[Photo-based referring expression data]
*** Block opens ***

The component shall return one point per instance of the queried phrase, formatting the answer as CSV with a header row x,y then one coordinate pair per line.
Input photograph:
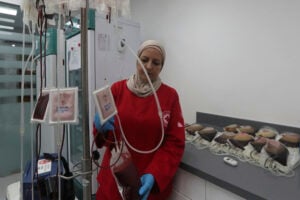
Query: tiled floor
x,y
5,181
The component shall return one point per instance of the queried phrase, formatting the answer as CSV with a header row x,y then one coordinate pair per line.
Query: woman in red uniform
x,y
141,124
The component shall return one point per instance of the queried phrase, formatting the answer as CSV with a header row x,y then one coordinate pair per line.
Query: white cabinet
x,y
188,186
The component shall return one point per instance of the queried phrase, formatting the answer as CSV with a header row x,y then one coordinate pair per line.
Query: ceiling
x,y
18,19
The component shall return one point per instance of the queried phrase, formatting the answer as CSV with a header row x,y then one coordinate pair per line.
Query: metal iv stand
x,y
86,159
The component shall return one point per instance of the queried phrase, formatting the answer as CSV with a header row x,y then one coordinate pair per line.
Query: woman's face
x,y
152,61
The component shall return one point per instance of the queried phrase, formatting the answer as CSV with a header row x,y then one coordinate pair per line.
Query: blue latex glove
x,y
147,181
107,126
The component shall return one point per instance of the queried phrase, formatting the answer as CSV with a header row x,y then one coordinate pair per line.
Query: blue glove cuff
x,y
147,181
107,126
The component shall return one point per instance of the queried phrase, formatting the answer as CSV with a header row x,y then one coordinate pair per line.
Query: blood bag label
x,y
44,166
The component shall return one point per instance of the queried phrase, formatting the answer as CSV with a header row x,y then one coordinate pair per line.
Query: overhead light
x,y
6,27
7,20
5,33
8,11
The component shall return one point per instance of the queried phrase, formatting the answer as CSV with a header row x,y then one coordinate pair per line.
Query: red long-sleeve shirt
x,y
142,128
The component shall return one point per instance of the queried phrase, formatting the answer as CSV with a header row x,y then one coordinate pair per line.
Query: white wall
x,y
239,58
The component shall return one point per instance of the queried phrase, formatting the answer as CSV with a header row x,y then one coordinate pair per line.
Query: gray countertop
x,y
247,180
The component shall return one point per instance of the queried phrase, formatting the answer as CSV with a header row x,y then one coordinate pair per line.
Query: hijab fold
x,y
141,89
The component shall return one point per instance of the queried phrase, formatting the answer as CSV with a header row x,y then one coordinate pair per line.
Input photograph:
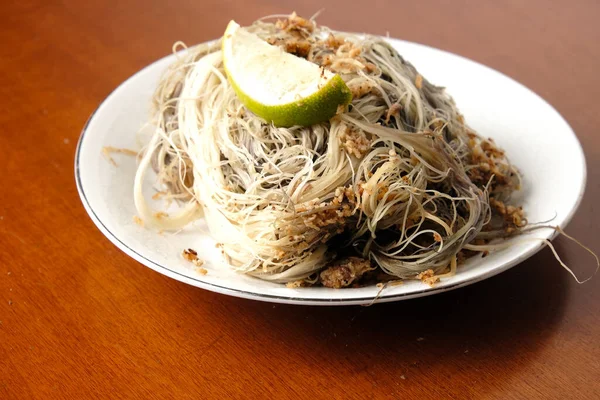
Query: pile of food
x,y
364,172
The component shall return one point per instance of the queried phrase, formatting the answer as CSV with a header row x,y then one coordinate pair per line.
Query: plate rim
x,y
297,300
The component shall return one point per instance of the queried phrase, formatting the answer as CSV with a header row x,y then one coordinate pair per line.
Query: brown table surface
x,y
80,319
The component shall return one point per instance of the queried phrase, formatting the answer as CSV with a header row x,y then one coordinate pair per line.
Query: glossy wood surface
x,y
80,319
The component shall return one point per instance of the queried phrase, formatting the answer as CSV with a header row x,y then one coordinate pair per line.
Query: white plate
x,y
536,138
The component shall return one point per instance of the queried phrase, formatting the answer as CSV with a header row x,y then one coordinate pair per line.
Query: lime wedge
x,y
277,86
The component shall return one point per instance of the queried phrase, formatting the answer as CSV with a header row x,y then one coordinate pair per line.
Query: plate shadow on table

*** Block closes ***

• _Work item_: From the first line to the last, please copy the data exactly, with the pictures left out.

• _Answer to this problem_:
The component shall return one point per instance of the queried phrase, formatting the answer as CSV with a header row x,y then one coordinate pair per line.
Input photograph:
Query: tiled floor
x,y
5,181
The component shall return one point per instance of the queried phrase, formatting the answer as CSV with a header row x,y then one coordinate pair per line.
Query: woman in red uniform
x,y
141,124
The component shall return one point per instance of the queried phrase, formatting the answer as CSV with a header row x,y then one coordinate pair per line.
Query: white cabinet
x,y
188,186
The component shall return one point per instance of the queried phrase, formatting the answer as CSV with a header row x,y then one coordinate pair per line.
Query: ceiling
x,y
18,19
The component shall return one point per instance of the queried phrase, formatting the answer as CSV with a header row x,y then one coordinate pair per line.
Query: metal iv stand
x,y
86,159
The component shall return one point per instance of the queried phrase, formatting the answer as CSV with a header row x,y then one coordinate pair per line.
Query: woman's face
x,y
152,61
The component shall return one point per instance of the queried phrase, formatting the answer as CSV with a header row x,y then one coordinate pair per line.
Query: blue latex glove
x,y
147,181
107,126
The component shall return one point per instance of the queried phrase, formatting the answer as CSV with a header row x,y then one coordinate pair per line.
Query: blue glove cuff
x,y
147,181
107,126
The component shall return one point per instance of the queried phrase, formatting the answer as CSV with a header row x,y then one coordinate pair per line.
Query: blood bag label
x,y
44,166
The component shall return one point per instance of the queried phrase, formatting the answer as CSV with a header row x,y then one coordinate pair per line.
Query: overhead light
x,y
6,27
7,20
5,33
8,11
The component shall return one point per instance of the queried phrase, formatting the answer as CSV with a header row x,y then one coordinate pair per line.
Query: red long-sleeve shirt
x,y
142,128
The component shall return one point per instance of the queried phrase, formatting the answer as CSV with a header row x,y then one coordinate pair per line.
Query: white wall
x,y
239,58
The component shall return one point per instance of the queried phrase, formatting the answer as CSV with a header row x,y then one coordinate pair per line.
Query: gray countertop
x,y
247,180
The component shall return one point per instance of the queried phrase, formatting the answer as CSV with a header row x,y then one coordinate pair per line.
Query: hijab fold
x,y
141,89
The component shall return one point per instance of the queried phrase, formatting the answer as CSV with a header row x,y then one coordinate pair per line.
Input photograph:
Query: pile of food
x,y
364,172
The component shall return one point per instance of the queried phrase, formatting the answer as CSV with a header row x,y then one coordinate pair per line.
Query: plate rim
x,y
297,300
The component shall return one point per instance of the queried phrase, formatting the answer as CSV with a header row x,y then one coordinate pair per line.
Query: brown table surface
x,y
80,319
The component shall return one point per instance of the queried phrase, formatting the answer as CSV with a header row x,y then one coordinate pair per line.
Query: glossy wood surface
x,y
80,319
The component shall return one point per instance of the queried phrase, formatting the answer as CSV with a header row x,y then one coordinate pair per line.
Query: white plate
x,y
536,138
The component shall return one point per instance of the queried phrase, formatting the answer as CSV with a header row x,y then one coordinate pair per line.
Query: lime wedge
x,y
277,86
The component shall return one point per instance of the queried phrase, formatting the answer as CSV with a header row x,y then one coordinate pair per line.
Query: plate shadow on table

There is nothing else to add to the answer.